6. In comments made for many years, the Committee has referred to sections 54 and 55 of the Industrial Relations Ordinance (No. XXIII of 1969) under which whoever commits any breach of any term of any settlement, award or decision or fails to implement any such term may be punished with imprisonment which may involve compulsory labour. The Committee expressed the hope that the necessary measures would be taken to bring the Industrial Relations Ordinance into conformity with the Convention, either by repealing sections 54 and 55 of the Ordinance or by repealing the penalties which may involve compulsory labour, or by limiting their scope to circumstances endangering the life, personal safety or health of the population. During the discussion in the Conference Committee in June 2000, the Government’s representative indicated that sections 54 and 55 were placed before the Tripartite Commission on Consolidation, Simplification and Rationalization of Labour Laws. The Committee noted the Government’s indication in its latest report that the Commission had finalized its recommendations, on the basis of which the draft labour laws were being prepared. It expresses firm hope that the Industrial Relations Ordinance will be brought into conformity with the Convention, and that the Government will supply full information on the provisions adopted to this end.
Article 1(a) and (e)
7. In comments made for a number of years, the Committee has referred to certain provisions in the Security of Pakistan Act, 1952 (sections 10-13), the West Pakistan Press and Publications Ordinance, 1963 (sections 12, 23, 24, 27, 28, 30, 36, 56, and 59) and the Political Parties Act, 1962 (sections 2 and 7) which give the authorities wide discretionary powers to prohibit the publication of views and to order the dissolution of associations, subject to penalties of imprisonment which may involve compulsory labour.

Exercise objective: Render this sentence from the passage on Pakistan's labor laws in Spanish: "During the discussion in the Conference Committee in June 2000, the Government’s representative indicated that sections 54 and 55 were placed before the Tripartite Commission on Consolidation, Simplification and Rationalization of Labour Laws." Rely only on the passage on Pakistan's labor laws.

Records supplied:
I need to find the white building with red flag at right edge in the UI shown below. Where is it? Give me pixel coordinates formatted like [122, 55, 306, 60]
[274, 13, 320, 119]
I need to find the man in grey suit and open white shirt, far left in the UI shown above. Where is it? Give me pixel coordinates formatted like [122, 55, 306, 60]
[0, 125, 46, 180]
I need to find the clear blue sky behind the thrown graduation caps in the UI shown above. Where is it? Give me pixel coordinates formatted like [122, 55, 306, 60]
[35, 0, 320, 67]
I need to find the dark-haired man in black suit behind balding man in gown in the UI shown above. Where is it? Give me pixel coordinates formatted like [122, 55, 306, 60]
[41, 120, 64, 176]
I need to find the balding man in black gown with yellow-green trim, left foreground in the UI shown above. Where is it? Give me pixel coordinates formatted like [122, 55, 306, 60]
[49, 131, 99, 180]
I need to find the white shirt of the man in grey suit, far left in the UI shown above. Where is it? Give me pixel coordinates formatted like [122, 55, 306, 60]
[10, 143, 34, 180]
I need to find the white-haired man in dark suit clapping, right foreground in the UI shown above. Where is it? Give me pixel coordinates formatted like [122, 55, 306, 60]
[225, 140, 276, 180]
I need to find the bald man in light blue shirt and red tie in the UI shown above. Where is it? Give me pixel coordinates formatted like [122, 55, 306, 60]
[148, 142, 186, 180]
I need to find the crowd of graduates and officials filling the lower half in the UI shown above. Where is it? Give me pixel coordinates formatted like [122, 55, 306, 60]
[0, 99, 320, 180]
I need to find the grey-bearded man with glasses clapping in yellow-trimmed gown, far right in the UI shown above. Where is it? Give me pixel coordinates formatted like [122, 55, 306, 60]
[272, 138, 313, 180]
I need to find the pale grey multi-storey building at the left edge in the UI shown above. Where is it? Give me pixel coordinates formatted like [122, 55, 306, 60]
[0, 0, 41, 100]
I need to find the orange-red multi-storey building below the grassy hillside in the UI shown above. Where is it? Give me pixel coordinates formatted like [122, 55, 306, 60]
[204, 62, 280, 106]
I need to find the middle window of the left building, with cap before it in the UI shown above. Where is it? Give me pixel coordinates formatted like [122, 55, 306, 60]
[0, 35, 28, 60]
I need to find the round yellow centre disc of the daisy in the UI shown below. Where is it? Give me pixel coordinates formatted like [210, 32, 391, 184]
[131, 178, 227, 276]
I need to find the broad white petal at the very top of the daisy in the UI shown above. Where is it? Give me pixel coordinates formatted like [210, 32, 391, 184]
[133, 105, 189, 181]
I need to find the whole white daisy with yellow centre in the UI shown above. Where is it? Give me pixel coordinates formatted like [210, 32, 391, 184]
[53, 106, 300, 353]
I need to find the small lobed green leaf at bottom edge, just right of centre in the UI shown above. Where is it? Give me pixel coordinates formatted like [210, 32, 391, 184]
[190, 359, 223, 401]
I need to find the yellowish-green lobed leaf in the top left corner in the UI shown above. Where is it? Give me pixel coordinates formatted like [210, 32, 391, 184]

Solution for this exercise: Durante el debate en la Comisión de la Conferencia en junio de 2000, el representante del Gobierno indicó que los artículos 54 y 55 se habían sometido a la Comisión Tripartita sobre Consolidación, Simplificación y Racionalización de la Legislación Laboral.